**TEXTE DU DOCUMENT:**
◆ ◆ ◆ ◆ ◆ ◆ ◆

Le soleil se lève à peine à l’horizon dans le sud de la France: 150 bénévoles encerclent doucement dans un des étangs des salins d’Aigues-Mortes des centaines de poussins flamants roses qui doivent être bagués pour protéger cette espèce emblématique des zones humides, menacées à travers le monde.

Lorsque les humains habillés de T-shirt de couleurs vives s’approchent des quelque 900 poussins gris, les flamants roses adultes qui gardaient cette « crèche » s’envolent à tire-d’aile vers les remparts de la ville d’Aigues-Mortes.

« Allez, on se bouge ! », lance Pierre, responsable de l’équipe « jaune » parmi les bénévoles qui, les jambes plongées dans l’eau chargée de sel, dirigent les poussins apeurés vers un enclos arrondi, composé de toile de jute et de bois, dressé au bord de l’eau.

L’opération est menée conjointement par la Tour de Valat, Institut de recherche pour la conservation des zones humides méditerranéennes basé dans le sud de la France, et le groupe français Salins (l’un des principaux saliniers européens) qui gère 8.000 hectares d’un milieu exceptionnel à Aigues-Mortes et ses environs.

Un réseau international d’échanges de données sur ces oiseaux emblématiques des milieux humides menacés par l’urbanisation et la pollution a été constitué par des scientifiques et des ONG de défense de la nature en Espagne, Italie, Turquie, Algérie, Tunisie, Maroc et Mauritanie.

La Tour de Valat dispose ainsi de plusieurs centaines de milliers de données qui permettent de comprendre le comportement et l’histoire de chaque flamant bagué. « C’est absolument précieux pour comprendre l’écologie et la biologie de cette espèce et pouvoir adapter des mesures de conservation appropriées », souligne auprès de l’AFP Jean Jalbert, 57 ans, directeur de la Tour du Valat.

– Numéro alphanumérique unique –

Serrés les uns contre les autres sur la rive de l’étang, les poussins, âgés de un à trois mois et ne sachant pas encore voler, sont saisis un par un. Puis chacun est pris en charge par un « porteur » bénévole et bagué par une personne qualifiée sur chacune de ses pattes démesurément longues.

Certains se blottissent contre leur « porteur », d’autres se débattent sans ménager la personne qui les tient. Les pattes et les ailes de chaque poussin sont ensuite mesurées, l’oiseau est pesé et on examine s’il a mangé.

Le « porteur », souvent attendri, peut alors le relâcher à regret au bord de l’eau. « Vas-y, doucement ! », murmure ainsi Magali face à un poussin qui patine péniblement dans la vase sans parvenir à rejoindre l’eau.

◆ ◆ ◆ ◆ ◆ ◆ ◆

**EXTRAITS DE DONNÉES:**
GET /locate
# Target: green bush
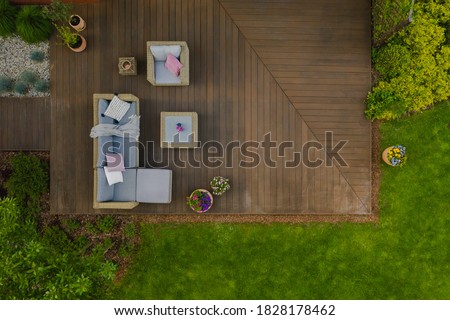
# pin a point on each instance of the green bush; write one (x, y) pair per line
(42, 85)
(5, 84)
(20, 87)
(414, 68)
(106, 224)
(28, 181)
(392, 61)
(71, 225)
(31, 26)
(28, 77)
(47, 266)
(387, 15)
(57, 11)
(37, 56)
(8, 14)
(130, 230)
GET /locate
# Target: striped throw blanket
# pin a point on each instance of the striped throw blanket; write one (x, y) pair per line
(117, 108)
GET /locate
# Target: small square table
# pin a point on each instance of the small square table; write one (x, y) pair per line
(171, 138)
(127, 66)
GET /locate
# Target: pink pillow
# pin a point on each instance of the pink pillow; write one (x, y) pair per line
(173, 65)
(114, 162)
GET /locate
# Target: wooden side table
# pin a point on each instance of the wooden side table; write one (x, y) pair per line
(127, 66)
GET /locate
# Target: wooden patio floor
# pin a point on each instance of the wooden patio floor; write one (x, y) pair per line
(292, 69)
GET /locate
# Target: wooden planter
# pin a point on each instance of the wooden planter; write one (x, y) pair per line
(80, 26)
(82, 47)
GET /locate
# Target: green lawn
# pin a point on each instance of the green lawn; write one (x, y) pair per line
(405, 256)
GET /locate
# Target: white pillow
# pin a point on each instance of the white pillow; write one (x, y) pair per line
(160, 52)
(113, 177)
(117, 108)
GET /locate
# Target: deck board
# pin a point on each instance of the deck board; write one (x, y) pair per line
(241, 90)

◆ ◆ ◆ ◆ ◆ ◆ ◆

**CONSIGNE:** Reproduisez mot pour mot le passage du texte sur le baguage des flamants roses qui s'ouvre sur les mots contenant « La Tour de Valat dispose » et se ferme sur « Tour du Valat. ». Les données n'interviennent pas dans ce travail.

**RÉPONSE:**
La Tour de Valat dispose ainsi de plusieurs centaines de milliers de données qui permettent de comprendre le comportement et l’histoire de chaque flamant bagué. « C’est absolument précieux pour comprendre l’écologie et la biologie de cette espèce et pouvoir adapter des mesures de conservation appropriées », souligne auprès de l’AFP Jean Jalbert, 57 ans, directeur de la Tour du Valat.